→ Records from a dataset:

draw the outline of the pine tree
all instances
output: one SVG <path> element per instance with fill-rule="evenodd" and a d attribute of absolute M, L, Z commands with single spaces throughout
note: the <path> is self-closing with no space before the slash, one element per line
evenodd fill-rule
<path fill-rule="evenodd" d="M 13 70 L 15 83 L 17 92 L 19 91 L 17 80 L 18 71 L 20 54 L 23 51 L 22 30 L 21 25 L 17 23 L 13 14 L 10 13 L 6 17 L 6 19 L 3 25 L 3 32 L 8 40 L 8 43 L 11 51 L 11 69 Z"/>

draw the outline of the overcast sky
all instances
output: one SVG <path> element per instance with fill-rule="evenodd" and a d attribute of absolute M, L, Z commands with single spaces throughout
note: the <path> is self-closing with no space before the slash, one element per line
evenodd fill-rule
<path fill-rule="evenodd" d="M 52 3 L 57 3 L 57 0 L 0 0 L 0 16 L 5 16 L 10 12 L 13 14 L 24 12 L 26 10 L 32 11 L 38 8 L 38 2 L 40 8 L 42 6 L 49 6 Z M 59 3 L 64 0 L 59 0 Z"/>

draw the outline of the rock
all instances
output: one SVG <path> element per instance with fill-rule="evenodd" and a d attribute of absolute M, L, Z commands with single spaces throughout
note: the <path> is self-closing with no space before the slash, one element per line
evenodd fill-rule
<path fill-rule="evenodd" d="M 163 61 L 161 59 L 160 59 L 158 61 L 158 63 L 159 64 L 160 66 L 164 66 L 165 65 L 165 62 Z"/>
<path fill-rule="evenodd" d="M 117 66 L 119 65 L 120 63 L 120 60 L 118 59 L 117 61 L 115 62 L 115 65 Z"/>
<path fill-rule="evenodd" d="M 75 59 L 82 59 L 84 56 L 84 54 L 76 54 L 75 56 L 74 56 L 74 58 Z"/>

→ WORK TO BE COMPLETED: Copy the entries above line for line, with no changes.

→ OUTPUT OF THE TASK:
draw the outline of the pine tree
all instances
output: one SVG <path> element per instance with fill-rule="evenodd" and a d attribute of absolute M, L, Z commands with single spaces throughout
note: the <path> is self-closing with no space before the slash, one element per line
evenodd fill-rule
<path fill-rule="evenodd" d="M 13 70 L 15 83 L 17 92 L 19 91 L 17 80 L 18 71 L 20 54 L 23 51 L 22 30 L 21 25 L 17 23 L 13 14 L 10 13 L 6 17 L 6 19 L 3 25 L 3 32 L 8 40 L 8 43 L 11 51 L 11 69 Z"/>

draw the outline of the overcast sky
all instances
output: one SVG <path> element per instance with fill-rule="evenodd" and a d attribute of absolute M, L, Z commands with single spaces throughout
note: the <path> is self-closing with no space before the slash, one element per line
evenodd fill-rule
<path fill-rule="evenodd" d="M 52 3 L 57 3 L 57 0 L 0 0 L 0 16 L 5 16 L 10 12 L 13 14 L 24 12 L 26 10 L 32 11 L 38 8 L 38 2 L 40 8 L 42 6 L 49 6 Z M 59 3 L 64 0 L 59 0 Z"/>

draw the outline of the rock
all instances
output: one SVG <path> element per instance with fill-rule="evenodd" and a d attribute of absolute M, L, Z commands with single spaces throughout
note: the <path> is self-closing with no space before the slash, one element per line
evenodd fill-rule
<path fill-rule="evenodd" d="M 163 61 L 161 59 L 160 59 L 158 61 L 158 63 L 159 64 L 160 66 L 164 66 L 165 65 L 165 62 Z"/>
<path fill-rule="evenodd" d="M 117 66 L 119 65 L 120 63 L 120 60 L 118 59 L 117 61 L 115 62 L 115 65 Z"/>
<path fill-rule="evenodd" d="M 75 59 L 82 59 L 84 56 L 84 54 L 76 54 L 75 56 L 74 56 L 74 58 Z"/>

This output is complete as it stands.